> **WHAT IS BEING ASKED**: Your answer consists of the lines in the data that contain "crusty". Copy each of them.

> **DATA**:
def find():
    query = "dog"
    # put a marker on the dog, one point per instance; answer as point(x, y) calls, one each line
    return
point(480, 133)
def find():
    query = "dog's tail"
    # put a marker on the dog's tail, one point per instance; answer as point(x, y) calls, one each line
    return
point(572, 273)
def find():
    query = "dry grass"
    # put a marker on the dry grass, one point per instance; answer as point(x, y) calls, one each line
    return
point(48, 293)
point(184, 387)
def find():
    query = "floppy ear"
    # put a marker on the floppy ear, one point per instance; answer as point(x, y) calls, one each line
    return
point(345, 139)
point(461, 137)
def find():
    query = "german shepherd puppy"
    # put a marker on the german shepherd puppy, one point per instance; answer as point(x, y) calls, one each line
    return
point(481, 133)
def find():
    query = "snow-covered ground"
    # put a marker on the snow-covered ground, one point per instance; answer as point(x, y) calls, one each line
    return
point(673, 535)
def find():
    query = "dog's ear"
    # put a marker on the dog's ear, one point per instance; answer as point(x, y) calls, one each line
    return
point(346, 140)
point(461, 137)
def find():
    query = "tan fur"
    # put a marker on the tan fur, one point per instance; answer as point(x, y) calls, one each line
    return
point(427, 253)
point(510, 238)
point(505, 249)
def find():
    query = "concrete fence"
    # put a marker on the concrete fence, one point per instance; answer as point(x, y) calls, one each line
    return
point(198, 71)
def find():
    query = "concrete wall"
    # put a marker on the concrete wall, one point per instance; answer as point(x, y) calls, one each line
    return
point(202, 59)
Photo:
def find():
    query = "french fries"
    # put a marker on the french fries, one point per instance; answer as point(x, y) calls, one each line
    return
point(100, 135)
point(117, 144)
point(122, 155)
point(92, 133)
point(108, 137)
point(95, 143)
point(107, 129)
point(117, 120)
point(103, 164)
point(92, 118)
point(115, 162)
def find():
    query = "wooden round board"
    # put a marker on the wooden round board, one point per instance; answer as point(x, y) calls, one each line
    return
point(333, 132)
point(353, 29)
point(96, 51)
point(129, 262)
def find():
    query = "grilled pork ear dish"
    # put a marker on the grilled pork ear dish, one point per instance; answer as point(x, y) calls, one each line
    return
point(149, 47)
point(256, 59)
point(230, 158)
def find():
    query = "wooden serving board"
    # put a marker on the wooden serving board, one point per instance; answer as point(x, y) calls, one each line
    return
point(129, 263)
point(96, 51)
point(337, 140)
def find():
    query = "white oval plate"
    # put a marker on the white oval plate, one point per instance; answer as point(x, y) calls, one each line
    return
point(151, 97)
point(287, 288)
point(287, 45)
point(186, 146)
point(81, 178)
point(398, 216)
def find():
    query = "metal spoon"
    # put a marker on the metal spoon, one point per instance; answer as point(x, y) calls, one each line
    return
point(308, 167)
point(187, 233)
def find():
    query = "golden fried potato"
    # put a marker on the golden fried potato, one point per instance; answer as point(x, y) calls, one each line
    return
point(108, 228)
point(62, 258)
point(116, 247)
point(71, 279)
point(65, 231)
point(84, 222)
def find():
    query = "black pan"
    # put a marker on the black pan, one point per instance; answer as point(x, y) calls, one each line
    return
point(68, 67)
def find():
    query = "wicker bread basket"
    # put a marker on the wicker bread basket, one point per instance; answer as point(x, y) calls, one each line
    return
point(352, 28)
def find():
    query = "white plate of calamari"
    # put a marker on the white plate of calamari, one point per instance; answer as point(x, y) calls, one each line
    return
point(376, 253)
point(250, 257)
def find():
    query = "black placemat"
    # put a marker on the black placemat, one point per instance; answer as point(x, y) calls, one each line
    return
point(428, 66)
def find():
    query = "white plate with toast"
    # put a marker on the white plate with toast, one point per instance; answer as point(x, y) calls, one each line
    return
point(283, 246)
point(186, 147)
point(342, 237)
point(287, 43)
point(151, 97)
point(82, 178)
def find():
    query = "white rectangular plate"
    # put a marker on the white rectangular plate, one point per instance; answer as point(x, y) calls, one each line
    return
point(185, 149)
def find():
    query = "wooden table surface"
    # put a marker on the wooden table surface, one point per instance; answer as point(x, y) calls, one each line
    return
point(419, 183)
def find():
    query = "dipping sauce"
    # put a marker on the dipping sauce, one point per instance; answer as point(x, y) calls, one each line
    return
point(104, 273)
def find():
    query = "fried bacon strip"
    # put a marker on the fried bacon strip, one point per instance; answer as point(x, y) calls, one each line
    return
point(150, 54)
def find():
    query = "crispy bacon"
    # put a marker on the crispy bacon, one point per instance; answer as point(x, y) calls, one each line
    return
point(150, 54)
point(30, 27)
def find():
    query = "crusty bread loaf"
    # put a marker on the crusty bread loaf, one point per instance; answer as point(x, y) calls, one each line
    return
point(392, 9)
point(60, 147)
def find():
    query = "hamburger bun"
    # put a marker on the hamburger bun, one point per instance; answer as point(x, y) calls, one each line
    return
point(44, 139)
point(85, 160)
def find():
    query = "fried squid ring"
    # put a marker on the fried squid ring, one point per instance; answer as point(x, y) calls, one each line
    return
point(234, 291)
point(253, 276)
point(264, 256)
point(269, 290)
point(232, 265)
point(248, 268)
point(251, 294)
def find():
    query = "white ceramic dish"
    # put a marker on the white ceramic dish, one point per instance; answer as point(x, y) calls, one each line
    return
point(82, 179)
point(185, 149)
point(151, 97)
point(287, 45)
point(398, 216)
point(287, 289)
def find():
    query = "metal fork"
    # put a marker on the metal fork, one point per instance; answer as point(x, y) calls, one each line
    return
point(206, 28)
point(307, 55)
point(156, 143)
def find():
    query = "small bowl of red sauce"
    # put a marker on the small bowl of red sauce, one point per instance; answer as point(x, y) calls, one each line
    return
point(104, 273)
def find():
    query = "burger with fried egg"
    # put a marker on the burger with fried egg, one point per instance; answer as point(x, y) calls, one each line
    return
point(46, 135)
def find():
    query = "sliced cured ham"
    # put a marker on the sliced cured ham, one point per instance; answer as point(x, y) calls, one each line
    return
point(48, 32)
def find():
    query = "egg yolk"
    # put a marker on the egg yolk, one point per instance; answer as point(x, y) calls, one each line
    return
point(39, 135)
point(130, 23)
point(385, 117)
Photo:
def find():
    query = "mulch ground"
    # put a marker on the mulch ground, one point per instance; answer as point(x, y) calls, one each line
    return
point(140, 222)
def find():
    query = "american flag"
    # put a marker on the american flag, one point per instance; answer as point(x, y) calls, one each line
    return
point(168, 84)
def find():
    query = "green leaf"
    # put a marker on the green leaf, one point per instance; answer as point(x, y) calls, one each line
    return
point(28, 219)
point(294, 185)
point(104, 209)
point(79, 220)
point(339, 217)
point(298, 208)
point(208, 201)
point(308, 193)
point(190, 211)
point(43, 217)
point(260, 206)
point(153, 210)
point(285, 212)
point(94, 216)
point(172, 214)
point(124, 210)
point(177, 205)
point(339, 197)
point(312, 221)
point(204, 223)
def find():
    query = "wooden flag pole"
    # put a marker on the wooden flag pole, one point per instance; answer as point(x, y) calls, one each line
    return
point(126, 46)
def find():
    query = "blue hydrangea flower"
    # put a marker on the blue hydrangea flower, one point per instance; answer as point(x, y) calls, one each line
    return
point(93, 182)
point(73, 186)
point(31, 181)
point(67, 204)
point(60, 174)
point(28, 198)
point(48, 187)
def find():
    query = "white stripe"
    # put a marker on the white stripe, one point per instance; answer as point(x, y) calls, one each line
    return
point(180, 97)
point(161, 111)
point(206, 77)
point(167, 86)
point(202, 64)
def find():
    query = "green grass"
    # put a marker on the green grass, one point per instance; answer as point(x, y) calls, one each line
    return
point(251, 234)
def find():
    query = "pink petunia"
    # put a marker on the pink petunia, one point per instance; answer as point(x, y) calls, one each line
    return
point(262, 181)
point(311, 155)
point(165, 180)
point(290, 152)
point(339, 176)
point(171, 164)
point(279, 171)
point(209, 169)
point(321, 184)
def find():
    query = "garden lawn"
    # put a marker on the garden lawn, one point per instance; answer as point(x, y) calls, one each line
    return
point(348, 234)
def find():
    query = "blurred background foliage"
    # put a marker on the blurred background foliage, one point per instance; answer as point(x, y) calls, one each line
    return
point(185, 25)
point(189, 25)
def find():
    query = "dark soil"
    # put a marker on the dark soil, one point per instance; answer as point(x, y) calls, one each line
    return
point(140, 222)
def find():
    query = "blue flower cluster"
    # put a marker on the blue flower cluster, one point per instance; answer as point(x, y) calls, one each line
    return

> **WRITTEN ANSWER**:
    query = "crusty bread loaf"
    # put a marker on the crusty bread loaf, one point per instance; answer as point(x, y) calls, one each line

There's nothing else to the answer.